(Required action): Extend the passage below on teachers who sexually abuse students, picking up right after its last sentence.

(Text section):
At school, feelings of admiration and respect may become intense and even personal between a student and teacher.

"Usually teachers who are going to molest kids grew up in a household or in some kind of environment where people didn't recognize age distinction," said Dr. Susan Heitler, a clinical psychologist. "Boundaries got slippery all around."

Dr. Heitler says most of time the teacher doesn't understand they've done something wrong.

What a teacher gets from an inappropriate relationship.. is what most people get in a healthy relationship.

"The excitement of romantic feelings, the closeness with someone," said Dr. Heitler

The Colorado Department of Education keeps a record of teaching licenses terminated for sexual assault of a child. Starting in 1994 through January of this year, the numbers appear consistent. State records show the problem has not gotten worse, nor has it gone away.

(Data):
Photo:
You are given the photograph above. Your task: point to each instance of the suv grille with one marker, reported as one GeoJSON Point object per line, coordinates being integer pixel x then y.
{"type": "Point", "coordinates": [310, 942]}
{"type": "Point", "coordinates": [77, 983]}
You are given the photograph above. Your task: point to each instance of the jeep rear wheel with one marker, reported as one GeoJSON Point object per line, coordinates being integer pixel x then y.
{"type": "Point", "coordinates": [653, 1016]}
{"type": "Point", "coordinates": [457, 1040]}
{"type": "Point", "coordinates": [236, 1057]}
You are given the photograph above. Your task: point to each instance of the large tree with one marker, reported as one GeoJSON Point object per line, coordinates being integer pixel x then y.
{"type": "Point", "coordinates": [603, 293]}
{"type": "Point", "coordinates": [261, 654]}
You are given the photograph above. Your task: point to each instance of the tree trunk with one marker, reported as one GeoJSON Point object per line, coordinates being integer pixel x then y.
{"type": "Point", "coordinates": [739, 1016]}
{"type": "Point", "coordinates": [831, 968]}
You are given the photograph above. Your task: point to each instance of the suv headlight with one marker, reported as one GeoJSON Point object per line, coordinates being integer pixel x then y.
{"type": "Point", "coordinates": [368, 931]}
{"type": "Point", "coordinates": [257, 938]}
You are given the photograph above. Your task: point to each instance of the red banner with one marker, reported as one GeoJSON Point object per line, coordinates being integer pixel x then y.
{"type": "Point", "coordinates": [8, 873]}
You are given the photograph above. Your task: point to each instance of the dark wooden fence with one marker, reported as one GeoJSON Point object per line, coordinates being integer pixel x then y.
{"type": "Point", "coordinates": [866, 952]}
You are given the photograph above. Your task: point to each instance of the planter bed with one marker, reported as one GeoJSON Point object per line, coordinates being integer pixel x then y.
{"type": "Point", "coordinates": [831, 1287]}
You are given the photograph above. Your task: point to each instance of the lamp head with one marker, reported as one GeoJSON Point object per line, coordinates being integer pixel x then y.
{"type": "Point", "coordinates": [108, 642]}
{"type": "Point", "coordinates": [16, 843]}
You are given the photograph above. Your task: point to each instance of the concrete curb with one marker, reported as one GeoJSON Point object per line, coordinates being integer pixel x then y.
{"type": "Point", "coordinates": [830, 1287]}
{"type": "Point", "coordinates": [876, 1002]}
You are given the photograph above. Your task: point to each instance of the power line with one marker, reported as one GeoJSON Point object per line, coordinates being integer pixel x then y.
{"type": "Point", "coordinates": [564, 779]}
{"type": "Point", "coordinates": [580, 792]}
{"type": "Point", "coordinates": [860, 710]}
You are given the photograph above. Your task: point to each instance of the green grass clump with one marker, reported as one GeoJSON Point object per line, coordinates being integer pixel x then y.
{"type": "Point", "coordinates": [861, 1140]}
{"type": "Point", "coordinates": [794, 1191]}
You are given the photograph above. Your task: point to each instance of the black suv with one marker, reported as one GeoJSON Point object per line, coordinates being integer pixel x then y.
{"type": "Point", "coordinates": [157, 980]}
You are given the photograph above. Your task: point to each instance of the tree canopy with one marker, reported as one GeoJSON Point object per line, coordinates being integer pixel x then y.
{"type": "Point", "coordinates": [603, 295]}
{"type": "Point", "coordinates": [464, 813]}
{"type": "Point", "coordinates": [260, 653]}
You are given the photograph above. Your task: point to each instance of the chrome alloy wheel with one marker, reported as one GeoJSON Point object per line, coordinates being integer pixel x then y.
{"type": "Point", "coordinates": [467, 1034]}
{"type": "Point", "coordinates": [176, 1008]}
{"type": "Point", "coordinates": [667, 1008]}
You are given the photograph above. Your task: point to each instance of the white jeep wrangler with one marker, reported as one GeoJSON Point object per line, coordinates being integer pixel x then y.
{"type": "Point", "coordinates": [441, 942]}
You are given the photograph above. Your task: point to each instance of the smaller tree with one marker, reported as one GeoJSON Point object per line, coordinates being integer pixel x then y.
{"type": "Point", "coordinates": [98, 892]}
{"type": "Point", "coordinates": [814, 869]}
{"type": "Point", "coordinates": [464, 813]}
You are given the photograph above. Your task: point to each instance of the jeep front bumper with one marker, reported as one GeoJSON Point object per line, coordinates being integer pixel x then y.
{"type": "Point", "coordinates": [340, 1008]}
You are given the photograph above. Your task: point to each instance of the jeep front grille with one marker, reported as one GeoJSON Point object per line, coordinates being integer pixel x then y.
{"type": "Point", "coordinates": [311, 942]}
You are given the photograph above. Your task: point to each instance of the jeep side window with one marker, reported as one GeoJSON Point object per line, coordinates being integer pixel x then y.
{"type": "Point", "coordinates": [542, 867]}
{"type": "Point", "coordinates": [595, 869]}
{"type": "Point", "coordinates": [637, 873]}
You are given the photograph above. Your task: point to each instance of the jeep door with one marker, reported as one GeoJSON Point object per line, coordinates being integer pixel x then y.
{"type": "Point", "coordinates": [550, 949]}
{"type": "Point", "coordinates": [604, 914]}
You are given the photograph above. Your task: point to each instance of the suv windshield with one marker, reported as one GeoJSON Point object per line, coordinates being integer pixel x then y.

(Task response):
"Those numbers, the numbers say 3 to 10 per year of teachers who actually lost their teaching licenses are just a drop in the bucket of kids who have had some sexual advances made by someone," Dr. Heitler said.

Dr. Heitler told CBS4 inappropriate sex is more likely if there's privacy. Privacy can be private meetings at school, cell phone calls and text messaging. Even e-mail and the Internet provides an opportunity for teachers and students to communicate privately.

"One thing parents can do and teachers, or even better the school administration must do is be able to talk about these issues," she said.